◆ **Enunciado da tarefa**: Copie todos os itens abaixo linha por linha, sem alterar nenhum caractere.

◆ **Entradas de dados**:

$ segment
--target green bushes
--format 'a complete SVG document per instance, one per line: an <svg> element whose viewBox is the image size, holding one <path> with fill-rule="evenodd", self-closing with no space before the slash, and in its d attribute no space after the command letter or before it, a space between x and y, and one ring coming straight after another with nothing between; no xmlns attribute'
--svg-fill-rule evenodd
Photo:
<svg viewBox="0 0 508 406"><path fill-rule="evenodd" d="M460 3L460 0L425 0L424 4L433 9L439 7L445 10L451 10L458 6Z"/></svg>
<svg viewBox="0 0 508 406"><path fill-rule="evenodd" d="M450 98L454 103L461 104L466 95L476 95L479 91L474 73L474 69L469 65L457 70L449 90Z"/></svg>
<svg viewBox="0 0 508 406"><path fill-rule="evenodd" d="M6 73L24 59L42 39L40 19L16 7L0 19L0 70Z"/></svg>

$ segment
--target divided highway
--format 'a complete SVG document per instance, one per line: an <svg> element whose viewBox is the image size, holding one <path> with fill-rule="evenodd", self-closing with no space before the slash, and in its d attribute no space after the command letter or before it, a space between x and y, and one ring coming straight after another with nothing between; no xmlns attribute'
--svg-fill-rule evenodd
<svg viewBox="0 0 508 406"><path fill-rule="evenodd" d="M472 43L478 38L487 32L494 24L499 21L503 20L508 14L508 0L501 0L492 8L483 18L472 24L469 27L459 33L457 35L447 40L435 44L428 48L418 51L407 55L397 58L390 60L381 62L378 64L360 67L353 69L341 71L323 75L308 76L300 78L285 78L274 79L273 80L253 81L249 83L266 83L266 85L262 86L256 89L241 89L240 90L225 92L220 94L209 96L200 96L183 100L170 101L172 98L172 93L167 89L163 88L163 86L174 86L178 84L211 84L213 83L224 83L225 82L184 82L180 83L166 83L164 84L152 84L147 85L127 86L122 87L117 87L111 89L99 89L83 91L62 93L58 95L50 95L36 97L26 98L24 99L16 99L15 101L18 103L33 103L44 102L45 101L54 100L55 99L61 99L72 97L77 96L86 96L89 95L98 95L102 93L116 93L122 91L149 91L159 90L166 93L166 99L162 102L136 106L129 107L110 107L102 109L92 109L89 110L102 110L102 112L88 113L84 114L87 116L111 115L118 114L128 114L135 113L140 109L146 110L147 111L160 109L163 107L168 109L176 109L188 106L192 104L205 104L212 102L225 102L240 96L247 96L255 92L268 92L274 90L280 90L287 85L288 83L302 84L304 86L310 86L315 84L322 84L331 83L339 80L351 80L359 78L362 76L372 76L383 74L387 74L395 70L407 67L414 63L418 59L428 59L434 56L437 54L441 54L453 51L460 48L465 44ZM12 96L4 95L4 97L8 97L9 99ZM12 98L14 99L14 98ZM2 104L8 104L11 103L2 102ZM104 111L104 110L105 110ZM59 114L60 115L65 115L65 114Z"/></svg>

◆ **Resolução do exercício**:
$ segment
--target green bushes
--format 'a complete SVG document per instance, one per line: an <svg> element whose viewBox is the image size, holding one <path> with fill-rule="evenodd", self-closing with no space before the slash, and in its d attribute no space after the command letter or before it, a space between x and y, and one ring coming straight after another with nothing between; no xmlns attribute'
--svg-fill-rule evenodd
Photo:
<svg viewBox="0 0 508 406"><path fill-rule="evenodd" d="M460 3L460 0L425 0L424 4L433 9L439 7L445 10L451 10L458 6Z"/></svg>
<svg viewBox="0 0 508 406"><path fill-rule="evenodd" d="M450 98L454 103L461 104L466 95L476 95L479 91L474 73L474 69L469 65L457 70L449 90Z"/></svg>
<svg viewBox="0 0 508 406"><path fill-rule="evenodd" d="M6 73L24 59L42 39L40 19L16 7L0 19L0 70Z"/></svg>

$ segment
--target divided highway
--format 'a complete SVG document per instance, one per line: an <svg> element whose viewBox is the image size, holding one <path> with fill-rule="evenodd", self-closing with no space before the slash, and in its d attribute no space after the command letter or before it, a space between x and y, and one ring coming straight after another with nothing between; no xmlns attribute'
--svg-fill-rule evenodd
<svg viewBox="0 0 508 406"><path fill-rule="evenodd" d="M472 43L478 38L487 32L494 24L499 21L503 20L508 14L508 0L501 0L492 8L483 18L472 24L469 27L459 33L457 35L447 40L435 44L428 48L418 51L407 55L397 58L390 60L381 62L378 64L360 67L353 69L341 71L323 75L308 76L300 78L285 78L274 79L273 80L253 81L249 83L266 83L266 85L262 86L256 89L241 89L240 90L225 92L220 94L209 96L200 96L183 100L170 101L172 98L172 93L167 89L163 88L163 86L174 86L178 84L211 84L213 83L224 83L225 82L184 82L180 83L166 83L164 84L152 84L147 85L127 86L122 87L117 87L111 89L99 89L83 91L62 93L58 95L50 95L36 97L26 98L24 99L16 99L15 101L18 103L33 103L44 102L45 101L54 100L55 99L61 99L72 97L77 96L86 96L89 95L98 95L102 93L116 93L122 91L149 91L159 90L166 93L166 99L162 102L136 106L129 107L110 107L102 109L92 109L89 110L102 110L102 112L88 113L84 114L87 116L111 115L118 114L128 114L135 113L140 109L146 110L147 111L160 109L163 107L168 109L176 109L188 106L192 104L205 104L212 102L225 102L240 96L247 96L255 92L268 92L274 90L280 90L287 85L288 83L302 84L304 86L310 86L315 84L322 84L331 83L339 80L351 80L359 78L362 76L372 76L383 74L387 74L395 70L407 67L414 63L418 59L428 59L434 56L437 54L441 54L453 51L460 48L465 44ZM12 96L4 95L4 97L8 97L9 99ZM12 98L14 99L14 98ZM2 104L8 104L11 103L2 102ZM104 111L104 110L105 110ZM59 114L60 115L65 115L65 114Z"/></svg>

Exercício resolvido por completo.